→ THE PROBLEM:
Copy out the records in full, word for word, without pictures.

_ _ _ _ _

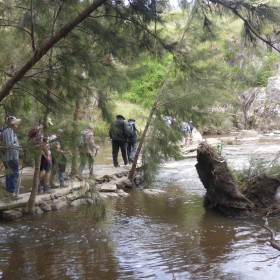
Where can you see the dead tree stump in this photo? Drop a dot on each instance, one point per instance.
(222, 192)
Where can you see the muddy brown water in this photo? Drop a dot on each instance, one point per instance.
(170, 236)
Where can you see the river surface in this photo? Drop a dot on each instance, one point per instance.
(170, 236)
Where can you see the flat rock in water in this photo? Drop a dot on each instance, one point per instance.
(153, 191)
(11, 214)
(109, 187)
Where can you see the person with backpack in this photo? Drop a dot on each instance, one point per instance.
(58, 158)
(185, 129)
(87, 149)
(119, 135)
(131, 140)
(10, 156)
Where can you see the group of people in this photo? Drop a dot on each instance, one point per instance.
(187, 129)
(124, 138)
(53, 159)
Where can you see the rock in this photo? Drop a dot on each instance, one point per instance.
(56, 205)
(122, 193)
(78, 202)
(109, 187)
(247, 133)
(153, 192)
(11, 214)
(45, 207)
(38, 211)
(126, 183)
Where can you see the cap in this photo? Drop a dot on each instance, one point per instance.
(120, 117)
(49, 121)
(13, 120)
(90, 126)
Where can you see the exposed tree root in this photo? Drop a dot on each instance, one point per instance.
(272, 240)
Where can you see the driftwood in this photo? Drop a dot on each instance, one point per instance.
(222, 193)
(272, 240)
(222, 190)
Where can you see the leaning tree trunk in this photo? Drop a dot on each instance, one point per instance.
(74, 163)
(36, 180)
(222, 192)
(45, 47)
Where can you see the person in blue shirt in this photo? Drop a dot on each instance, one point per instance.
(11, 156)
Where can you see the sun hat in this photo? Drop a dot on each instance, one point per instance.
(49, 121)
(13, 120)
(120, 117)
(90, 126)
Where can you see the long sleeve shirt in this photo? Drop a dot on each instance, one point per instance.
(11, 144)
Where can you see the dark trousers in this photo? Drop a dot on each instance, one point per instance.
(86, 157)
(116, 145)
(12, 175)
(131, 148)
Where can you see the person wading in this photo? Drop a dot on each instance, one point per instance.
(11, 156)
(119, 135)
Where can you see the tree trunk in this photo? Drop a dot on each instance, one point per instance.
(222, 192)
(40, 52)
(74, 163)
(36, 180)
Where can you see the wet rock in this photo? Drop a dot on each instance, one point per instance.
(11, 214)
(248, 133)
(105, 195)
(126, 183)
(79, 202)
(109, 187)
(153, 192)
(56, 205)
(45, 207)
(38, 211)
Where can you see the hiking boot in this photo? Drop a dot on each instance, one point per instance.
(40, 189)
(17, 197)
(64, 185)
(79, 177)
(47, 189)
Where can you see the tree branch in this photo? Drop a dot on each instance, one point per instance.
(40, 52)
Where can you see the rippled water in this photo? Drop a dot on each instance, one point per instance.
(142, 237)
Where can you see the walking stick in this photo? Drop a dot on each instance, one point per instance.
(19, 183)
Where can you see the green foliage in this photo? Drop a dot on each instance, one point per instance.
(144, 88)
(218, 148)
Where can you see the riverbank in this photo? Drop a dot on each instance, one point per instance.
(107, 182)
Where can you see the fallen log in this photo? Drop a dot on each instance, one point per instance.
(258, 199)
(222, 192)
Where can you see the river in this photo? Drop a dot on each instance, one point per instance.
(170, 236)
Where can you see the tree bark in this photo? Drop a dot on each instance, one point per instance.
(74, 163)
(36, 180)
(40, 52)
(222, 192)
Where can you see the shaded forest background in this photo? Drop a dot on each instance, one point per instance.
(119, 58)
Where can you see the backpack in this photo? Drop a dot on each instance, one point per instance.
(2, 144)
(83, 140)
(34, 134)
(131, 129)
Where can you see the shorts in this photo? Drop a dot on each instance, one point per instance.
(45, 164)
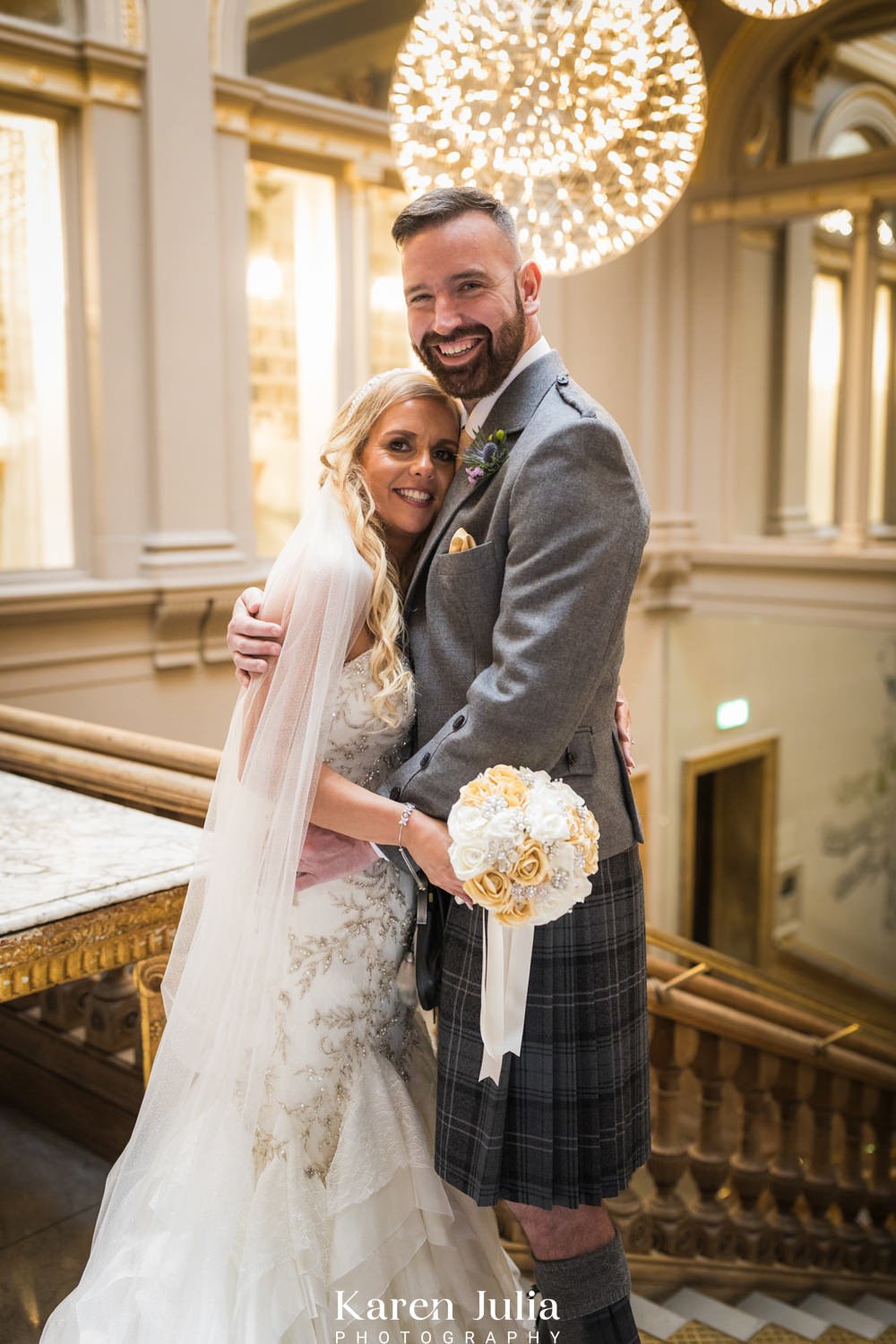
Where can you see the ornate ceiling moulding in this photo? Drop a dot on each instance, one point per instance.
(586, 120)
(73, 73)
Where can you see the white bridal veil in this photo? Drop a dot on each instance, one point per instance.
(164, 1263)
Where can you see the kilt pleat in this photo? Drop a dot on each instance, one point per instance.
(570, 1118)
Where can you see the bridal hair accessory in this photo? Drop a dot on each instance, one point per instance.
(366, 389)
(485, 456)
(524, 847)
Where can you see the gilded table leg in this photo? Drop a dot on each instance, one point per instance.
(152, 1015)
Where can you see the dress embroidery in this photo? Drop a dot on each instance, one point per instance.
(346, 943)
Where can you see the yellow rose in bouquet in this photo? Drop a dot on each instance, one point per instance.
(522, 844)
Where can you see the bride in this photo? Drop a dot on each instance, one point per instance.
(280, 1175)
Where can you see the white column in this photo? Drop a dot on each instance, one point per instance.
(191, 530)
(857, 384)
(788, 513)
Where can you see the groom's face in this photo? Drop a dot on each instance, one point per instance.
(465, 304)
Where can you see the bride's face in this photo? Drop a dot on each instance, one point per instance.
(409, 462)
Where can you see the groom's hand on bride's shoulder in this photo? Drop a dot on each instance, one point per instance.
(624, 728)
(252, 642)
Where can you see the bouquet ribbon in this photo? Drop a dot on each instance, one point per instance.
(506, 960)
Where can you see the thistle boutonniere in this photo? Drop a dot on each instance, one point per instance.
(485, 456)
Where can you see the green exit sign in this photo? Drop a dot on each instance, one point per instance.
(732, 714)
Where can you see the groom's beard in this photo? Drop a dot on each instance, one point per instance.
(490, 365)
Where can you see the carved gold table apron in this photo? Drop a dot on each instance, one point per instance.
(86, 886)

_ _ _ _ _

→ OUTPUT BELOW:
Where can you see the dead tree stump in this photo? Drop a dot on each instance, one point per instance.
(222, 192)
Where can you see the muddy brown water in this photo? Drop a dot on each instance, one point per instance.
(170, 236)
Where can you see the river surface in this photo? Drop a dot on each instance, one point per instance.
(170, 236)
Where can you see the flat rock in water in this photo? Drop a dot on each instance, one point per instance.
(153, 191)
(11, 214)
(109, 187)
Where can you see the person with backpack in this photo? Drop a dot on each instance, one point per instance.
(58, 158)
(185, 129)
(87, 149)
(119, 135)
(131, 140)
(10, 156)
Where can you see the group of people in this photo? Drop a dot on each instance, one point per instance.
(187, 129)
(124, 138)
(53, 159)
Where can you see the rock in this photo? Drop a dot on each instance, one point per instance.
(56, 205)
(122, 193)
(78, 202)
(109, 187)
(247, 133)
(153, 192)
(11, 214)
(45, 207)
(38, 211)
(126, 183)
Where can you see the cap in this photo? Drop a dot on each instance, one point per instance.
(120, 117)
(49, 121)
(13, 120)
(90, 126)
Where can you see the exposed tree root in this photo? Drop a dot on each instance, one point per instance.
(272, 240)
Where can you see the driftwood in this photo? Drop a dot on each instance, one point per instance.
(222, 193)
(272, 240)
(222, 190)
Where can you see the leaning tree trunk in this photo? Drop a dot on each instance, one point per instance.
(74, 163)
(36, 180)
(222, 192)
(45, 47)
Where can you see the person in blue shirt in this photo? Drop a dot on each instance, one point per instance.
(11, 156)
Where can you see the sun hat in this photo? Drop a dot on each instance, one point per instance.
(49, 121)
(13, 120)
(120, 117)
(90, 126)
Where can you see the long sleeve shirt in this photo? Drop a dot on each instance, one point per instance.
(11, 144)
Where can you see the dark trousers in this photo? Drop a dot on each instance, one point per instance.
(86, 157)
(116, 145)
(12, 175)
(131, 148)
Where can you see the person wading in this photo? Drop a dot on each instance, one point per instance.
(11, 156)
(119, 135)
Where can you see the tree trunk in this photo? Drop a dot on each instance, one point per instance.
(222, 192)
(40, 52)
(74, 163)
(36, 180)
Where can you see the wet rock in this photo? Drop a dot on each instance, one point per instance.
(11, 214)
(248, 133)
(105, 195)
(126, 183)
(79, 202)
(109, 187)
(153, 192)
(56, 205)
(45, 207)
(38, 211)
Where can you see the hiking boot in this photo? Drop a dot on each instance, one point per instance.
(40, 189)
(17, 197)
(64, 185)
(79, 177)
(47, 189)
Where can you see the tree branch in this photo? Drop a dot on each instance, one point per instance.
(40, 52)
Where can you see the rippled water in this photo? Drop a dot on each instance, one point per instance.
(142, 237)
Where can you see the walking stick in this photo? Drop a dot on each instance, one point per instance.
(19, 183)
Where can you see the green foliage in this photo? Drop a dot on each instance, one point per instance.
(144, 88)
(218, 148)
Where can you see the riverbank in this photo? Drop a dot on each instance, one point per instance.
(107, 182)
Where can you see the fallen log in this photo? Drop a dot on each instance, one point per instance.
(258, 199)
(222, 192)
Where can you see the river in this photo? Drop a dot on each instance, one point per instance.
(170, 236)
Where can you see the tree bark in this photo? Drop a dot on each instance, one point per instance.
(74, 163)
(36, 180)
(40, 52)
(222, 192)
Where can you see the shaded forest background in this photo? Drop a dot on each instance, one point per instance.
(119, 58)
Where can you see the backpack in this photo? Drop a dot on each instance, one point per instance.
(2, 144)
(83, 140)
(34, 134)
(131, 129)
Where can you see the shorts in this photo? Drop a dot on each instance, one point per instance.
(45, 164)
Where can you see the ornate ceiling moulding in this photo? Drop a dot on each instance, one point per instance.
(586, 120)
(73, 73)
Where can you see the white bridal veil in this photo? Drop a dot on each instance, one point per instance.
(164, 1263)
Where can you see the kilt pleat in this photo? Drop a dot on each instance, one point per instance.
(570, 1118)
Where can you see the bridal hair accessory in this photo? Drop a dot on each instance, one point per instance.
(366, 389)
(485, 456)
(524, 847)
Where can you see the gilded table leg in this photo? Drop a dot on each instance, one point per instance.
(152, 1015)
Where can you see the dress embroidery in this photo? Drop a dot on each instance, one point per instance.
(346, 943)
Where can you see the yellow rose in bouquet in this photo? Drop a dot on each instance, one point per instance.
(522, 844)
Where can you see the bride in this photo? Drop a dot on each instance, one point per instance.
(280, 1175)
Where can you see the white column in this photo? Drop a dot on each instance, one point per instance.
(191, 530)
(857, 384)
(788, 513)
Where can you see the groom's face in this photo? Drop a dot on each instance, one point per instance.
(465, 304)
Where can you see the bride's face in this photo? Drop a dot on each instance, one point per instance.
(409, 462)
Where can you see the groom's hand on bride's shoulder in this photo? Drop a dot on each instance, one point per instance.
(624, 728)
(252, 642)
Where can you see the bouquet ribbon in this photo? Drop a dot on each instance, one point per instance.
(506, 960)
Where can you see the thistle boutonniere in this photo? Drop a dot on each instance, one point per instance.
(485, 456)
Where can you see the green exit sign in this photo? Drop a dot on each instance, one point per instance.
(732, 714)
Where can you see the groom's beard in this photo? Drop a dot on each instance, one point per instance.
(490, 365)
Where can you see the carved gold table apron in this photo? Drop a dot on each instance, one point per instance.
(86, 886)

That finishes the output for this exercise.